## Begin Provided material

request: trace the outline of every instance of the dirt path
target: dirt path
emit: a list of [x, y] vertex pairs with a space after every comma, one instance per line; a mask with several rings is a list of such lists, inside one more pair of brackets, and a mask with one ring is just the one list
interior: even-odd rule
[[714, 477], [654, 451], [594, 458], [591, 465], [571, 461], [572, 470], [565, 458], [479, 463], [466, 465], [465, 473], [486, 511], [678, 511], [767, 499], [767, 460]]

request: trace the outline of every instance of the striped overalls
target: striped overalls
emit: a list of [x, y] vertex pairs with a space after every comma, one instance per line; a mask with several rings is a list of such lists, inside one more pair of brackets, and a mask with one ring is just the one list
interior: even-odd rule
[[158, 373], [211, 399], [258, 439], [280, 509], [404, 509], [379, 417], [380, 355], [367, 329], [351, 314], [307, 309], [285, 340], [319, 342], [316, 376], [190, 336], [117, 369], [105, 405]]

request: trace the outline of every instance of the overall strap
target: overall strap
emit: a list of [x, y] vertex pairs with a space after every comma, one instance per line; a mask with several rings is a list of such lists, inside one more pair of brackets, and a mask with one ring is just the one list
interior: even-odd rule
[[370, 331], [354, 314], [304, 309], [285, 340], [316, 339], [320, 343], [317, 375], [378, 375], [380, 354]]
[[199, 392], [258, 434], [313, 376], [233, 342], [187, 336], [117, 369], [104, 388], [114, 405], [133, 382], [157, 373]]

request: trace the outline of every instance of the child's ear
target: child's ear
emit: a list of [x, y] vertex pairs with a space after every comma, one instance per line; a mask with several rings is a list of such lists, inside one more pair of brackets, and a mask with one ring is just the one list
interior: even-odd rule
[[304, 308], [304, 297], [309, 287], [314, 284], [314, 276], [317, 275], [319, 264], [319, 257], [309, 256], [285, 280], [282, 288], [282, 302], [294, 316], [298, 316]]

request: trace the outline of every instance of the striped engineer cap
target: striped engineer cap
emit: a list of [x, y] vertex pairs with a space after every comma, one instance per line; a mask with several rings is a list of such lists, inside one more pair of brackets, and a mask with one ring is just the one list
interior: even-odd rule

## End Provided material

▸ **What the task requires**: Reproduce the data above in full, switching "even-odd rule" to "nonzero winding rule" wherever it occurs and leaving every other part unchanged.

▸ **Final result**:
request: trace the outline of every instance of the dirt path
target: dirt path
emit: a list of [x, y] vertex pairs with a space after every comma, one instance per line; a mask with several rings is a list of such lists, inside one more pair of brackets, and a mask with one ring is just the one list
interior: nonzero winding rule
[[714, 477], [654, 451], [594, 458], [591, 465], [571, 461], [572, 470], [565, 458], [479, 463], [466, 465], [465, 473], [486, 511], [678, 511], [767, 499], [767, 460]]

request: trace the outline of every instance of the striped overalls
target: striped overalls
emit: a list of [x, y] vertex pairs with a space after every comma, one instance per line; a mask with several rings is a list of such lists, inside one more pair of brackets, and a mask with one ring is just the one list
interior: nonzero winding rule
[[158, 373], [211, 399], [258, 439], [280, 509], [404, 509], [379, 417], [380, 355], [367, 329], [351, 314], [307, 309], [285, 340], [319, 342], [316, 376], [190, 336], [117, 369], [105, 405]]

request: trace the outline of every instance of the overall strap
target: overall strap
emit: a list of [x, y] vertex pairs with a space after every comma, one instance per line; a mask with several rings is a list of such lists, inside one more pair of brackets, and a mask with one ring is just the one list
interior: nonzero winding rule
[[370, 331], [354, 314], [304, 309], [285, 340], [316, 339], [320, 343], [317, 375], [378, 375], [380, 354]]
[[199, 392], [258, 434], [313, 376], [233, 342], [187, 336], [117, 369], [104, 388], [114, 405], [133, 382], [157, 373]]

request: trace the outline of every instance of the child's ear
target: child's ear
emit: a list of [x, y] vertex pairs with a space after every comma, one instance per line; a mask with several rings is a list of such lists, inside one more pair of brackets, and a mask with one ring is just the one list
interior: nonzero winding rule
[[304, 308], [304, 297], [309, 287], [314, 284], [314, 276], [317, 275], [319, 264], [319, 257], [309, 256], [285, 280], [282, 288], [282, 302], [294, 316], [298, 316]]

request: trace the outline of every instance of the striped engineer cap
target: striped engineer cap
emit: a list of [x, y] vertex pairs with a space after every comma, one instance per line; a mask with several rings is a list of such lists, inside one more pair of brackets, and a mask with one ring is just the one list
interior: nonzero winding rule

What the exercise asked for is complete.